» **Page text**:
--- START ---

A 3-year-old Manhattan boy entered his parents’ bedroom yesterday and found his mother lying on the floor dead with a cord around her neck and his father’s body hanging from a ceiling pipe.


Juan Garcia, the dead man’s brother, lives across the hall at the Lower East Side walk-up. Mr. Garcia answered his door at 10:33 a.m. to find the boy standing there. “Mami y Papi estan muertos,” said the boy. Mr. Garcia called 911 after he went into the apartment and took in the grisly scene.


Julio Garcia, 50, and Milagro Tavares, 36, identified as common-law husband and wife, were pronounced dead at their fourth-floor apartment at 91 Clinton St. The police declined to identify whether the deaths were homicides or suicides or a combination. The boy was home at the time of the deaths.


Neighbors and family members were shocked and several distraught women wailed with grief in front of the row house, its entrance sealed off with police tape.


Garcia, nicknamed “Choco” because of his dark skin, was described as friendly and chatty by neighbors who passed him in the street or in the halls. He played guitar in a Dominican bachata band called Los Hermanos Unidos, known for livening up block parties. Three of its five members were blind, said Mr. Garcia.


Speaking in Spanish, Mr. Garcia said he “didn’t notice anything unusual” about his brother, who “was always joking around. Everything was cool.”


Garcia and Tavares seemed like “very happy people,” said Luis Rivera, 30, as he browsed at Santo Domingo Bakery & Coffee Shop at 93 Clinton St. “They didn’t seem like they had any problems, like your neighborhood couple waking with their baby in the park.”

--- END ---

Pull from the report on the Clinton Street deaths the passage starting at "Julio Garcia, 50, and" up to and including "with police tape.".

» **Data for review**:
--- START ---

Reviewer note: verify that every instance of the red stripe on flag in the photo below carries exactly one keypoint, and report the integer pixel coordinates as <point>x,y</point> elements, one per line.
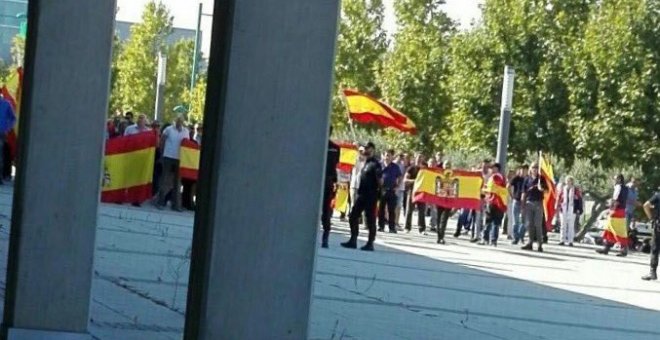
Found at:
<point>452,203</point>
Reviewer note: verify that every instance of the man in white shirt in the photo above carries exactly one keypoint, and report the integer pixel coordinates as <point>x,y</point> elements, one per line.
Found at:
<point>139,127</point>
<point>170,143</point>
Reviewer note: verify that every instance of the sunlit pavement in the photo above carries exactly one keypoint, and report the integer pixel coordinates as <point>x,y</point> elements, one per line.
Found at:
<point>409,288</point>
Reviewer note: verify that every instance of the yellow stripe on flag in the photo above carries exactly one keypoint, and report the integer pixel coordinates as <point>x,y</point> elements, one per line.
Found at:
<point>129,169</point>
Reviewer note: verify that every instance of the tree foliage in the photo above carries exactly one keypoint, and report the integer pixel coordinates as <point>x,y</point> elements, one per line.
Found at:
<point>415,73</point>
<point>361,45</point>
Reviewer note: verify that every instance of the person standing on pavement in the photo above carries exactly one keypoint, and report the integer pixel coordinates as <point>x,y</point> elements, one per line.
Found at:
<point>516,188</point>
<point>170,143</point>
<point>652,211</point>
<point>371,180</point>
<point>443,214</point>
<point>532,198</point>
<point>615,233</point>
<point>569,204</point>
<point>411,175</point>
<point>496,198</point>
<point>392,177</point>
<point>329,187</point>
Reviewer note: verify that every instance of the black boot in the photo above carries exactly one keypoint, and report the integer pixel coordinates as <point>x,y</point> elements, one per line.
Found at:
<point>651,276</point>
<point>605,250</point>
<point>351,244</point>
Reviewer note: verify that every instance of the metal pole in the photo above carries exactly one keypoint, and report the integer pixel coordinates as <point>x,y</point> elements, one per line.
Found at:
<point>505,116</point>
<point>193,76</point>
<point>160,86</point>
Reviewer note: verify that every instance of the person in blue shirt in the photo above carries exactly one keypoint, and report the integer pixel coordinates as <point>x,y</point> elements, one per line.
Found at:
<point>392,177</point>
<point>7,122</point>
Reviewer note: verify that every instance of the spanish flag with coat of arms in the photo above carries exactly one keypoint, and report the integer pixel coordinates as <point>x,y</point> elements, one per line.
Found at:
<point>451,189</point>
<point>364,109</point>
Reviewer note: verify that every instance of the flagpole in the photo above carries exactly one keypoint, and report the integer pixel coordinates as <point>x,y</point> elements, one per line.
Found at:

--- END ---

» **Output**:
Julio Garcia, 50, and Milagro Tavares, 36, identified as common-law husband and wife, were pronounced dead at their fourth-floor apartment at 91 Clinton St. The police declined to identify whether the deaths were homicides or suicides or a combination. The boy was home at the time of the deaths.


Neighbors and family members were shocked and several distraught women wailed with grief in front of the row house, its entrance sealed off with police tape.